- **Work to be completed**:
Could you express every line of the records below as a Markdown table with a "Row" column for the number and a "Line" column for the text, skipping blank lines and leaving the pictures out?

[Image box annotation records]
_____
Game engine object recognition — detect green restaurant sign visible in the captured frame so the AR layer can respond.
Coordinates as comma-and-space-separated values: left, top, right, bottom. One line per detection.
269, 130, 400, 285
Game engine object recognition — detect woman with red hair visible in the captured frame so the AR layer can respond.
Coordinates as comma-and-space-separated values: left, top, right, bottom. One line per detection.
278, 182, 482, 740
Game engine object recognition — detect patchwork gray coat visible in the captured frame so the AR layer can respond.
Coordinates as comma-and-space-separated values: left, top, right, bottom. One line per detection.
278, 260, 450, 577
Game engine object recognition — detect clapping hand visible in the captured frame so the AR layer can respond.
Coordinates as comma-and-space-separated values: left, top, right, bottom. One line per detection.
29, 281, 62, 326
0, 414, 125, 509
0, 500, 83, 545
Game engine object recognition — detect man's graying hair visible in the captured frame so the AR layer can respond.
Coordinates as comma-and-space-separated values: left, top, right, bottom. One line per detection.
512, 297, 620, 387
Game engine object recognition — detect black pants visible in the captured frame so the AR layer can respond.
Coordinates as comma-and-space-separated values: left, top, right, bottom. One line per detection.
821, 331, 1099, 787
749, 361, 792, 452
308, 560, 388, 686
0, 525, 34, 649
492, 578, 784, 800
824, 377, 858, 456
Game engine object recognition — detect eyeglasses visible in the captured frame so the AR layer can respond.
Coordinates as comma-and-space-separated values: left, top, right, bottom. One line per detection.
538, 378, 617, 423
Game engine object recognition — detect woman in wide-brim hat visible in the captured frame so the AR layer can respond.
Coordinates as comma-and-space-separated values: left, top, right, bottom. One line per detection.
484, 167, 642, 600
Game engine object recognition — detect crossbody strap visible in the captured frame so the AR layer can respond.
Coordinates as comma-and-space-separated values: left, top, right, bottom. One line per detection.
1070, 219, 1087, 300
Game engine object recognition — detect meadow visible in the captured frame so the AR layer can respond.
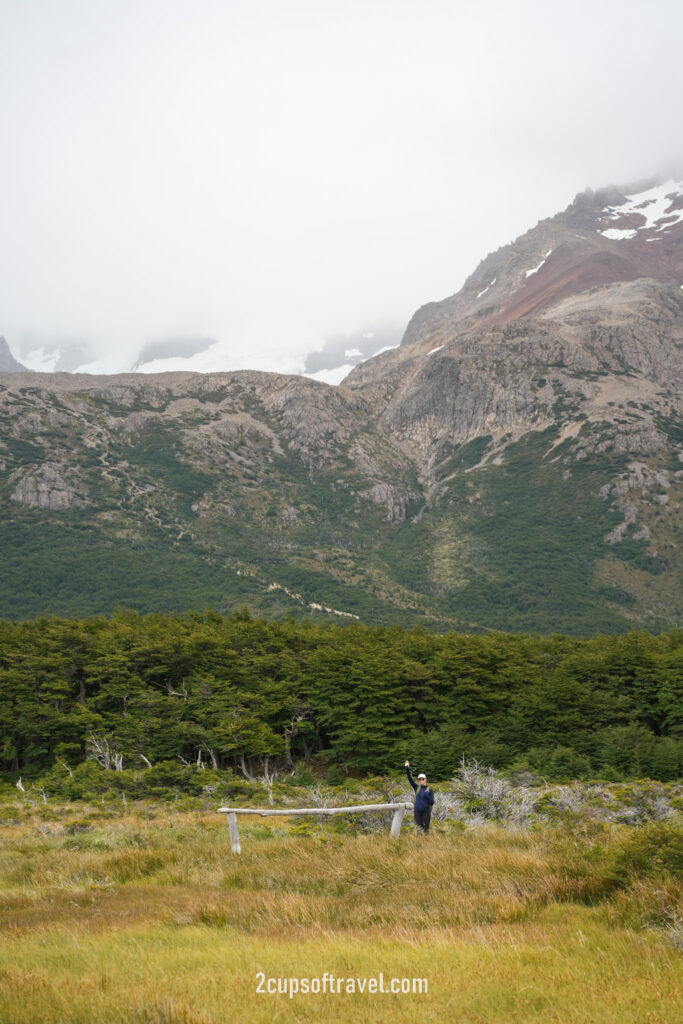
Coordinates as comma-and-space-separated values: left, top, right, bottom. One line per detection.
0, 787, 683, 1024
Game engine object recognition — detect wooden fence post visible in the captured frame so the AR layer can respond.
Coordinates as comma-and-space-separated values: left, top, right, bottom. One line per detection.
227, 814, 242, 853
390, 807, 405, 839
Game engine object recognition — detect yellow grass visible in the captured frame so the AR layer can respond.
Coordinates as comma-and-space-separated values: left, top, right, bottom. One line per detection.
0, 810, 683, 1024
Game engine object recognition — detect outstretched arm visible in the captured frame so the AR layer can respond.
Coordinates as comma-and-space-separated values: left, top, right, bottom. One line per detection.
405, 761, 418, 793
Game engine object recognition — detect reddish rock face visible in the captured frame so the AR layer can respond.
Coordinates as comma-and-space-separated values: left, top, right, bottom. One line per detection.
389, 179, 683, 347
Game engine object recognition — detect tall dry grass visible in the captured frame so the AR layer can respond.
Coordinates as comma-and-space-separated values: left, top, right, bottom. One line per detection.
0, 808, 682, 1024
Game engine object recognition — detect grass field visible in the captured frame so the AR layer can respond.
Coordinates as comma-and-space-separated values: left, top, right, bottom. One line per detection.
0, 803, 683, 1024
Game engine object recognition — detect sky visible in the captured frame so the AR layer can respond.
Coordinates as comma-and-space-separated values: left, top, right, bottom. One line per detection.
0, 0, 683, 373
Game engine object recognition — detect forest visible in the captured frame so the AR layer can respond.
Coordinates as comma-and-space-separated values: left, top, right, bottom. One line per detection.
0, 608, 683, 786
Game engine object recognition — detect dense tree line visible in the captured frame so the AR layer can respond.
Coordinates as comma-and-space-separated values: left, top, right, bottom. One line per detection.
0, 610, 683, 781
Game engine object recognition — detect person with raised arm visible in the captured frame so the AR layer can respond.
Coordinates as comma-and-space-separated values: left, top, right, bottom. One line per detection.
405, 761, 434, 836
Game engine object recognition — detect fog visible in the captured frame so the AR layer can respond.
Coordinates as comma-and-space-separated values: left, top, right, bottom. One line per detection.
0, 0, 683, 372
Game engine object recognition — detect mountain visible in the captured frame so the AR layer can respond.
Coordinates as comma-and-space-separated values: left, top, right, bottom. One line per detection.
0, 338, 26, 374
0, 180, 683, 633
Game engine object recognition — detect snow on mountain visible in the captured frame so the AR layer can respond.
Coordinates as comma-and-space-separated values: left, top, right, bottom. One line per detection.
600, 179, 683, 241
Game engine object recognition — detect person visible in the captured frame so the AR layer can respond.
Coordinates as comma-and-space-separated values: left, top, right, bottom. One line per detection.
405, 761, 434, 836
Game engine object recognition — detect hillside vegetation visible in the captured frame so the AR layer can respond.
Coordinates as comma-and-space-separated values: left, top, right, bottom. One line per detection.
0, 610, 683, 782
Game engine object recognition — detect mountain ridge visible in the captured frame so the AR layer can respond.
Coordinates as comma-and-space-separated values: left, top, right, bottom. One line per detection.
0, 181, 683, 633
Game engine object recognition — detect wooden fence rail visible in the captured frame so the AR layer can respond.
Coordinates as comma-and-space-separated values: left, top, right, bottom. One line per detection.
218, 803, 413, 853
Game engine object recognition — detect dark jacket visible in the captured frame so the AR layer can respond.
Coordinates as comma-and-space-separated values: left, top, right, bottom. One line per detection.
405, 765, 434, 811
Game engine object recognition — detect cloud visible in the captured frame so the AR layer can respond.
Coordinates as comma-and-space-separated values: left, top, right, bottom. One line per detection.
0, 0, 683, 369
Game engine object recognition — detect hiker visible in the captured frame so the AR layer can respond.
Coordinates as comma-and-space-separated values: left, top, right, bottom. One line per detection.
405, 761, 434, 836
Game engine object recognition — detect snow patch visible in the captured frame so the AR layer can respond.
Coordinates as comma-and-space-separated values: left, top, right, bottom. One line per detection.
301, 362, 353, 387
477, 278, 498, 299
600, 227, 638, 242
599, 178, 683, 241
524, 249, 553, 278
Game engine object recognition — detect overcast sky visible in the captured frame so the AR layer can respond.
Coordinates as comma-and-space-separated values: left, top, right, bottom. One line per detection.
0, 0, 683, 371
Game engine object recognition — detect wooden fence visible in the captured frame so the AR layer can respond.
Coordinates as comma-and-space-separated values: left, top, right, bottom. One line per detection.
218, 804, 413, 853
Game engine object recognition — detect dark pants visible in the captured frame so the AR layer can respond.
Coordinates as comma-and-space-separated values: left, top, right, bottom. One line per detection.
413, 807, 432, 836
_____
- **Task answer**:
| Row | Line |
|---|---|
| 1 | Game engine object recognition — detect green restaurant sign visible in the captured frame so the AR layer can respond. |
| 2 | Coordinates as comma-and-space-separated values: left, top, right, bottom. One line per detection. |
| 3 | 269, 130, 400, 285 |
| 4 | Game engine object recognition — detect woman with red hair visible in the captured frame so the AR layer can respond. |
| 5 | Coordinates as comma-and-space-separated values: left, top, right, bottom. One line per detection. |
| 6 | 278, 182, 482, 740 |
| 7 | Game engine object recognition — detect patchwork gray coat visible in the captured frame so the AR layer can respond. |
| 8 | Coordinates as comma-and-space-separated values: left, top, right, bottom. One line per detection. |
| 9 | 278, 260, 450, 577 |
| 10 | Game engine object recognition — detect clapping hand visible in the captured frame so the AR layer can respond. |
| 11 | Coordinates as comma-and-space-separated values: left, top, right, bottom. One line per detection. |
| 12 | 29, 281, 62, 326 |
| 13 | 0, 414, 125, 509 |
| 14 | 0, 500, 83, 545 |
| 15 | Game engine object recognition — detect man's graying hair visible in the captured frame so the AR layer can respond. |
| 16 | Coordinates as comma-and-space-separated values: left, top, right, bottom. One line per detection. |
| 17 | 512, 297, 620, 387 |
| 18 | Game engine object recognition — detect black pants visible in the captured frame so the AR layer can respond. |
| 19 | Coordinates as comma-and-space-separated values: left, top, right, bottom. One line per detection. |
| 20 | 821, 331, 1099, 787 |
| 21 | 749, 361, 792, 452 |
| 22 | 308, 560, 388, 686 |
| 23 | 0, 525, 34, 649 |
| 24 | 492, 578, 784, 800 |
| 25 | 824, 377, 858, 456 |
| 26 | Game engine object recognition — detect eyeglasses visible in the captured frame so the AR layer can respond. |
| 27 | Coordinates as comma-and-space-separated values: left, top, right, bottom. One line per detection. |
| 28 | 538, 378, 617, 423 |
| 29 | Game engine object recognition — detect woman in wide-brim hat visible in the captured frame so the AR layer can respond. |
| 30 | Coordinates as comma-and-space-separated values: left, top, right, bottom. One line per detection. |
| 31 | 484, 167, 642, 600 |
| 32 | Game engine object recognition — detect crossbody strap visible in the captured frame so the AR layer can respond. |
| 33 | Coordinates as comma-and-space-separated values: left, top, right, bottom. One line per detection. |
| 34 | 1070, 219, 1087, 300 |
| 35 | Game engine object recognition — detect meadow visible in the captured frame so the AR layer can respond. |
| 36 | Coordinates as comma-and-space-separated values: left, top, right, bottom. One line per detection. |
| 37 | 0, 787, 683, 1024 |
| 38 | Game engine object recognition — detect wooden fence post visible in the captured frame so the AR layer can respond. |
| 39 | Coordinates as comma-and-space-separated values: left, top, right, bottom. One line per detection. |
| 40 | 227, 814, 242, 853 |
| 41 | 390, 807, 405, 839 |
| 42 | Game engine object recognition — detect yellow grass visible in the captured frame so the AR layer can respond. |
| 43 | Coordinates as comma-and-space-separated values: left, top, right, bottom. One line per detection. |
| 44 | 0, 810, 683, 1024 |
| 45 | Game engine object recognition — detect outstretched arm visible in the captured frame so the AR layer can respond. |
| 46 | Coordinates as comma-and-space-separated values: left, top, right, bottom. One line per detection. |
| 47 | 405, 761, 418, 793 |
| 48 | Game engine object recognition — detect reddish rock face visible in the captured frame so the AR layer can respond. |
| 49 | Coordinates as comma-and-space-separated values: left, top, right, bottom. One line per detection. |
| 50 | 389, 179, 683, 347 |
| 51 | Game engine object recognition — detect tall dry grass visible in the captured frame so the AR layer can respond. |
| 52 | Coordinates as comma-and-space-separated values: left, top, right, bottom. One line per detection. |
| 53 | 0, 808, 682, 1024 |
| 54 | Game engine object recognition — detect grass field visible in the captured frame so the AR layer can respond. |
| 55 | Coordinates as comma-and-space-separated values: left, top, right, bottom. One line per detection. |
| 56 | 0, 803, 683, 1024 |
| 57 | Game engine object recognition — detect sky visible in the captured frame so the AR layer can respond. |
| 58 | Coordinates as comma-and-space-separated values: left, top, right, bottom. One line per detection. |
| 59 | 0, 0, 683, 373 |
| 60 | Game engine object recognition — detect forest visible in the captured frame so the AR layer can respond. |
| 61 | Coordinates as comma-and-space-separated values: left, top, right, bottom. One line per detection. |
| 62 | 0, 608, 683, 786 |
| 63 | Game engine object recognition — detect dense tree line visible in the captured frame so the AR layer can respond. |
| 64 | Coordinates as comma-and-space-separated values: left, top, right, bottom. One line per detection. |
| 65 | 0, 610, 683, 781 |
| 66 | Game engine object recognition — detect person with raised arm visible in the captured frame so the AR layer can respond. |
| 67 | Coordinates as comma-and-space-separated values: left, top, right, bottom. One line per detection. |
| 68 | 405, 761, 434, 836 |
| 69 | Game engine object recognition — detect fog visible in the captured frame so the AR layer can respond. |
| 70 | Coordinates as comma-and-space-separated values: left, top, right, bottom. One line per detection. |
| 71 | 0, 0, 683, 372 |
| 72 | Game engine object recognition — detect mountain visible in the captured frame so the AR layer can respond. |
| 73 | Coordinates as comma-and-space-separated values: left, top, right, bottom. One line per detection. |
| 74 | 0, 338, 26, 374 |
| 75 | 0, 180, 683, 633 |
| 76 | Game engine object recognition — detect snow on mountain visible in the captured frame so the AR layer can respond. |
| 77 | Coordinates as comma-and-space-separated values: left, top, right, bottom. One line per detection. |
| 78 | 600, 179, 683, 241 |
| 79 | Game engine object recognition — detect person visible in the captured frame so the AR layer can respond. |
| 80 | Coordinates as comma-and-space-separated values: left, top, right, bottom. One line per detection. |
| 81 | 405, 761, 434, 836 |
| 82 | Game engine object recognition — detect hillside vegetation visible in the captured frame so the AR layer can respond. |
| 83 | Coordinates as comma-and-space-separated values: left, top, right, bottom. One line per detection. |
| 84 | 0, 610, 683, 782 |
| 85 | Game engine object recognition — detect mountain ridge visible in the captured frame so the AR layer can respond. |
| 86 | Coordinates as comma-and-space-separated values: left, top, right, bottom. One line per detection. |
| 87 | 0, 181, 683, 633 |
| 88 | Game engine object recognition — detect wooden fence rail visible in the captured frame so the AR layer can respond. |
| 89 | Coordinates as comma-and-space-separated values: left, top, right, bottom. One line per detection. |
| 90 | 218, 803, 413, 853 |
| 91 | Game engine object recognition — detect dark jacket visible in the captured frame so the AR layer can respond. |
| 92 | Coordinates as comma-and-space-separated values: left, top, right, bottom. One line per detection. |
| 93 | 405, 765, 434, 811 |
| 94 | Game engine object recognition — detect cloud visible in the captured frame so the AR layer can respond. |
| 95 | Coordinates as comma-and-space-separated values: left, top, right, bottom. One line per detection. |
| 96 | 0, 0, 683, 369 |
| 97 | Game engine object recognition — detect hiker visible in the captured frame so the AR layer can respond. |
| 98 | Coordinates as comma-and-space-separated values: left, top, right, bottom. One line per detection. |
| 99 | 405, 761, 434, 836 |
| 100 | Game engine object recognition — detect snow patch visible in the captured frame so the AR layer can respond. |
| 101 | Coordinates as comma-and-space-separated values: left, top, right, bottom. One line per detection. |
| 102 | 301, 362, 353, 387 |
| 103 | 477, 278, 498, 299 |
| 104 | 600, 227, 638, 242 |
| 105 | 599, 178, 683, 241 |
| 106 | 524, 249, 553, 278 |
| 107 | Game engine object recognition — detect overcast sky visible in the captured frame so the AR layer can respond. |
| 108 | Coordinates as comma-and-space-separated values: left, top, right, bottom. One line per detection. |
| 109 | 0, 0, 683, 371 |
| 110 | Game engine object recognition — detect wooden fence visible in the captured frame so the AR layer can respond. |
| 111 | Coordinates as comma-and-space-separated values: left, top, right, bottom. One line per detection. |
| 112 | 218, 804, 413, 853 |
| 113 | Game engine object recognition — detect dark pants visible in the captured frame so the AR layer can respond. |
| 114 | Coordinates as comma-and-space-separated values: left, top, right, bottom. One line per detection. |
| 115 | 413, 807, 432, 836 |